> **Stored data**
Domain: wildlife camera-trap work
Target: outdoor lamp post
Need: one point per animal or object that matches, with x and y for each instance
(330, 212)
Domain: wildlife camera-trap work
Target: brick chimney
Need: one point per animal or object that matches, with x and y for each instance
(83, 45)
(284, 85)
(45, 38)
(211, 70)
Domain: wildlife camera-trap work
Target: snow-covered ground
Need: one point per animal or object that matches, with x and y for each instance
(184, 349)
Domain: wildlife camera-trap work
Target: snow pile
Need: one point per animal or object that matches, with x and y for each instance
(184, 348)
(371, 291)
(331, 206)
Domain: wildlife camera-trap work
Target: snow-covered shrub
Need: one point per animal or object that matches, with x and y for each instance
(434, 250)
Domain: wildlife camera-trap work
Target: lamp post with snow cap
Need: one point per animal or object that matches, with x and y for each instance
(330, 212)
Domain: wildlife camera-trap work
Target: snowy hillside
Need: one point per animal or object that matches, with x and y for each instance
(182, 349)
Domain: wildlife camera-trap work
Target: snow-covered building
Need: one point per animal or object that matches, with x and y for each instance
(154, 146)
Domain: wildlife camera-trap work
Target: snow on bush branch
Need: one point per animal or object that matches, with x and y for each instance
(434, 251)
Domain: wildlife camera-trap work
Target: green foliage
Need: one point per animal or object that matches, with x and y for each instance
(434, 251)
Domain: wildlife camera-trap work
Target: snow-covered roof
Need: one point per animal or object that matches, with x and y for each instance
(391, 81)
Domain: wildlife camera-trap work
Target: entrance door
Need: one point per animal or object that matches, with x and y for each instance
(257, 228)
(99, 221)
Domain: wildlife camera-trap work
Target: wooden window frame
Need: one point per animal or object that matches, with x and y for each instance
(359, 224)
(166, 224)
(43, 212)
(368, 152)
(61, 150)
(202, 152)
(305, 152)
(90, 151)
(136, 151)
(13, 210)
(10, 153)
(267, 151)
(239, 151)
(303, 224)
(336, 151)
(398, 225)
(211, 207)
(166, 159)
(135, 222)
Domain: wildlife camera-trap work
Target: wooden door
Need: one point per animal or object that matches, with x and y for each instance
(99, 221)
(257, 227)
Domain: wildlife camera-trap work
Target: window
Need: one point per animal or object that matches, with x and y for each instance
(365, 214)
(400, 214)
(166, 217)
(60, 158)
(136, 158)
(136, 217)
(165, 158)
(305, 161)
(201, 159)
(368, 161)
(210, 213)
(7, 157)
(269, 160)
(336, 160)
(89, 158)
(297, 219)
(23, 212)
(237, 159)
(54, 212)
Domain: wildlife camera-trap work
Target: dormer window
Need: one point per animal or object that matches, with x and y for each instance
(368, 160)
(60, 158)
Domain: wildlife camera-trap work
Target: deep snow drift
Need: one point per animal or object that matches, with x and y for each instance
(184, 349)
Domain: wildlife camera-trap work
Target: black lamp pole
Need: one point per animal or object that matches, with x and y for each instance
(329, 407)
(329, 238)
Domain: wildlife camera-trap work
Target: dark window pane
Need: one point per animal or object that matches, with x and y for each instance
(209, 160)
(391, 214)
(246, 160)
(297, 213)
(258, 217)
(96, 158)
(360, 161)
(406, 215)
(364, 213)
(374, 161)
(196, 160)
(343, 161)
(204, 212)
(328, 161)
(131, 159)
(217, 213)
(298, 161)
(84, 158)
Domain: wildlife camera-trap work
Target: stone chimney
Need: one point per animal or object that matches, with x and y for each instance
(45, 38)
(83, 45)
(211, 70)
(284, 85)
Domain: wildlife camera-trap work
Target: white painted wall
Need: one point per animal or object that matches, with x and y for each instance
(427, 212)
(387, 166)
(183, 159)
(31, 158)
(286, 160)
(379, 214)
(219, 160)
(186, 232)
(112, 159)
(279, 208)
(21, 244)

> **What is needed**
Would you give the material above again, complete and exact?

> **Solution to this task**
Domain: wildlife camera-trap work
Target: outdoor lamp post
Need: one point per animal or object that matches, with x and y for each instance
(330, 212)
Domain: wildlife camera-trap work
Target: brick chimney
Need: one point per animal or object that matches, with x and y for each instance
(83, 45)
(284, 85)
(45, 38)
(211, 70)
Domain: wildlife camera-trap work
Target: snow-covered ground
Need: one point per animal or object that matches, with x and y for each instance
(184, 349)
Domain: wildlife camera-trap work
Target: snow pile
Need: one point per animal or object that matches, with x and y for each instance
(184, 348)
(371, 291)
(331, 206)
Domain: wildlife camera-trap work
Target: snow-covered shrub
Need: one point per animal or object that matches, with x and y for each instance
(434, 250)
Domain: wildlife camera-trap work
Target: lamp post with snow cap
Need: one point per animal or object that matches, with x and y for each instance
(330, 212)
Domain: wildlife camera-trap work
Target: snowy hillside
Need: one point per animal or object that matches, with x and y for each instance
(182, 349)
Domain: wildlife camera-trap work
Target: snow-covered building
Need: one point per animal or object that matches, with x and y for each instance
(154, 146)
Domain: wildlife camera-trap work
Target: snow on bush branch
Need: one point per animal or object that matches, with x and y for each instance
(434, 251)
Domain: wildlife camera-trap work
Target: green foliage
Need: one point per animal or object that matches, with x and y for each instance
(434, 251)
Domain: wildlife camera-trap work
Target: snow-covered roof
Need: one point per animal or object that matches, with x and y for each instance
(391, 81)
Domain: wildlife camera-trap work
Target: entrance door
Need: one point per animal or object that matches, with x and y for each instance
(257, 228)
(99, 221)
Domain: wildlife camera-trap work
Target: wooden window frame
Need: one point per animal or object that matches, with x and y for each instance
(359, 224)
(166, 224)
(43, 212)
(368, 152)
(61, 150)
(202, 152)
(305, 152)
(90, 151)
(136, 151)
(13, 210)
(10, 153)
(267, 151)
(239, 151)
(303, 224)
(336, 151)
(398, 225)
(211, 207)
(166, 159)
(135, 222)
Domain: wildlife camera-trap work
Target: wooden door
Need: one point per animal or object that matches, with x and y for each instance
(99, 221)
(257, 227)
Domain: wildlife camera-trap work
Target: window
Need: one point per animal or object that matches, with x and y for each instance
(365, 214)
(400, 214)
(166, 217)
(60, 158)
(136, 158)
(136, 217)
(165, 158)
(305, 161)
(201, 159)
(368, 161)
(210, 213)
(7, 157)
(269, 160)
(336, 160)
(89, 158)
(297, 219)
(23, 212)
(237, 159)
(54, 212)
Domain: wildlife camera-trap work
Target: dormer window
Need: one point per animal or object that matches, with x and y for each instance
(368, 160)
(60, 158)
Domain: wildlife camera-trap work
Target: deep snow drift
Need: one point per animal or object that matches, with x and y for each instance
(184, 349)
Domain: wildlife camera-trap work
Target: black lamp pole
Need: one point per animal or object that matches, with x and y for each instance
(329, 407)
(329, 238)
Domain: wildlife camera-trap work
Target: dark window pane
Need: one point per animal or object that matches, with x and y for each instance
(209, 160)
(391, 214)
(246, 160)
(297, 213)
(258, 217)
(96, 158)
(360, 161)
(406, 215)
(364, 213)
(374, 161)
(196, 160)
(343, 161)
(204, 212)
(328, 161)
(131, 159)
(217, 213)
(298, 161)
(84, 158)
Domain: wildlife camera-trap work
Target: stone chimney
Need: one point per animal or object that matches, with x and y for each instance
(45, 38)
(83, 45)
(211, 70)
(284, 85)
Domain: wildlife camera-trap work
Target: white painted wall
Need: one point per animal or object that matches, with x and y for each instance
(427, 212)
(387, 166)
(183, 159)
(31, 158)
(286, 160)
(379, 214)
(219, 160)
(186, 232)
(112, 159)
(279, 208)
(21, 244)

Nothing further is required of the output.